(Selected text):
———

Assurances of a Shadow

Today, while walking and thinking and gauging myself and worried 3 feet in consciousness and indefinite in subconscious, I noticed what I have always had–my shadow. It’s one thing which was born with me and will die with me. City’s getting darker and darker with each moment I spent staring at how dark it was had me losing sight of this friend of mine… this assurance of me ‘being’. Terribly sleep deprived today morning, I was watching Art Rock age of BBC’s 7 ages of Rock–the one with Syd Barrett, living blues of Jugband inside his head. Pink Floyd fans often find themselves divided in between David’s Floyd and Syd’s Floyd. David’s floyd survived with him, Syd’s died with his leaving to himself. He wasn’t crazy, to me at least, he was just failing to make what he had set out to… and acid never did let him lie to self….

———

(Data extract):
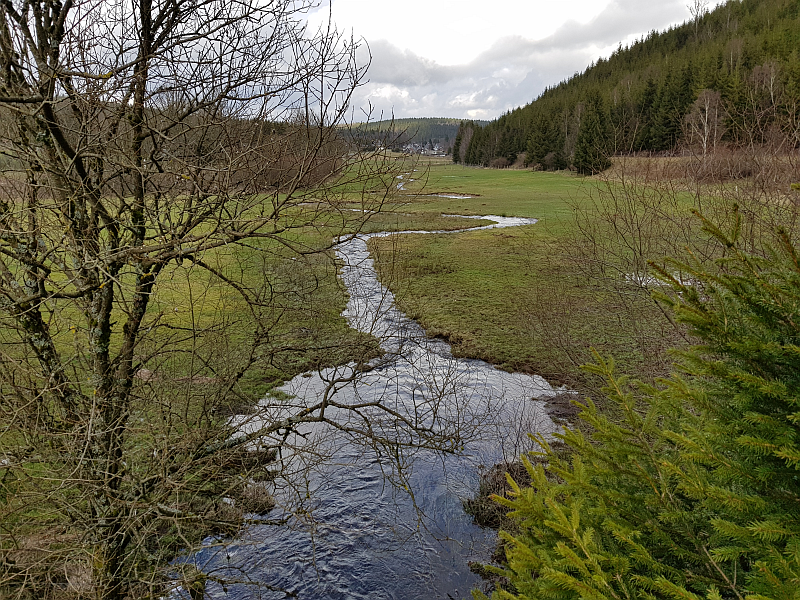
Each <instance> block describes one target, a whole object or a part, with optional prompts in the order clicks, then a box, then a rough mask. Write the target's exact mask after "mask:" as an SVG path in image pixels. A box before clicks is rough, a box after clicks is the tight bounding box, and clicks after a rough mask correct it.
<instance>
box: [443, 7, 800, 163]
mask: <svg viewBox="0 0 800 600" xmlns="http://www.w3.org/2000/svg"><path fill="white" fill-rule="evenodd" d="M696 4H697V6H695V10H694V11H693V12H694V13H695V18H694V19H693V20H691V21H688V22H686V23H684V24H682V25H680V26H677V27H674V28H671V29H669V30H667V31H664V32H661V33H656V32H651V33H650V34H649V35H647V36H646V37H644V38H643V39H641V40H639V41H637V42H636V43H634V44H632V45H631V46H629V47H622V46H620V48H618V49H617V50H616V51H615V52H614V53H613V54H612V55H611V56H610V57H609V58H608V59H600V60H599V61H598V62H597V63H596V64H593V65H591V66H590V67H589V68H587V69H586V70H585V71H584V72H583V73H580V74H576V75H575V76H573V77H572V78H570V79H568V80H566V81H563V82H561V83H560V84H558V85H556V86H555V87H552V88H549V89H546V90H545V91H544V92H543V93H542V94H541V95H540V96H539V97H538V98H537V99H536V100H535V101H534V102H532V103H531V104H528V105H527V106H525V107H522V108H519V109H516V110H514V111H511V112H509V113H507V114H505V115H503V116H502V117H500V118H499V119H497V120H496V121H493V122H491V123H489V124H488V125H486V126H481V124H479V123H474V122H470V121H465V122H462V123H461V127H460V128H459V132H458V135H457V136H456V139H455V143H454V153H453V160H454V161H455V162H461V163H466V164H474V165H484V166H496V167H503V166H507V165H509V164H511V163H513V162H515V161H516V160H517V158H518V155H519V154H520V153H521V152H526V164H528V165H531V166H538V167H539V168H542V169H546V170H550V169H563V168H566V167H570V166H571V167H573V168H575V169H577V170H578V171H579V172H582V173H593V172H597V171H601V170H603V169H604V168H606V167H607V165H608V164H609V163H608V160H607V157H608V156H609V155H613V154H627V153H634V152H655V153H666V154H671V153H675V152H678V151H681V152H696V153H702V154H704V155H705V154H706V153H708V152H713V151H714V150H716V149H717V148H718V147H725V148H728V149H730V148H737V147H744V146H748V145H750V146H752V145H754V144H755V145H758V144H772V143H778V144H789V145H790V146H791V147H796V146H797V145H798V143H800V136H799V135H798V131H799V128H798V121H800V110H799V107H800V50H799V49H800V0H741V1H738V0H730V1H729V2H726V3H725V4H723V5H721V6H719V7H718V8H716V9H715V10H713V11H707V10H705V9H704V8H703V3H702V2H701V3H696Z"/></svg>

———

(Parts of the exercise):
- A) Revise the stretch of the shadow essay from "Assurances of a Shadow" through "lie to self….", swapping "friend" for "companion".
- B) According to the shadow essay, which two versions of Pink Floyd do fans often find themselves divided between?
- C) Pick up the shadow essay from where it stops and keep writing.
The listing above is separate material, unrelated to the shadow essay.

(List of answers):
- A)
Assurances of a Shadow

Today, while walking and thinking and gauging myself and worried 3 feet in consciousness and indefinite in subconscious, I noticed what I have always had–my shadow. It’s one thing which was born with me and will die with me. City’s getting darker and darker with each moment I spent staring at how dark it was had me losing sight of this companion of mine… this assurance of me ‘being’. Terribly sleep deprived today morning, I was watching Art Rock age of BBC’s 7 ages of Rock–the one with Syd Barrett, living blues of Jugband inside his head. Pink Floyd fans often find themselves divided in between David’s Floyd and Syd’s Floyd. David’s floyd survived with him, Syd’s died with his leaving to himself. He wasn’t crazy, to me at least, he was just failing to make what he had set out to… and acid never did let him lie to self….

- B) David's Floyd and Syd's Floyd.

- C)
These days I am displaying a very disturbing disturbance of thought–I am frequently forgetting things I just did, thinking ’bout what I have done wrong… what just went wrong… when and where! It’s like the ground I think I have been walking on suddenly comes out to be a quicksand–I am drowning in every moment! I have abolished everything I believed in and I am seeing a lot… A LOT! A scientific American article about how penis size has been affected by evolution and female preference got me thinking why I have been so adversed by going to gym or thinking ’bout my sexual attractiveness. I concluded that wishing to succeed in this world people began to compete for every damned thing–women, cadre and all–while I was still thinking what I wanted from what I had experienced in 2 decades of my life. I found chasing women and wish to be sexually desirable futile because I saw immense shallowness in the people carrying those wishes in their heart. I also saw deep fear in them which I denied to give in to.

But I cannot deny the fact that as I gauge myself, I see myself a terminal loser who can make beautiful sketches at least. I have never liked to compete for anything ’cause I don’t think in separatist, existential ways. But, today I concluded that I have missed a lot of those behaviours which otherwise would have been instilled in me had i been born not in a home, but a worldliness training center!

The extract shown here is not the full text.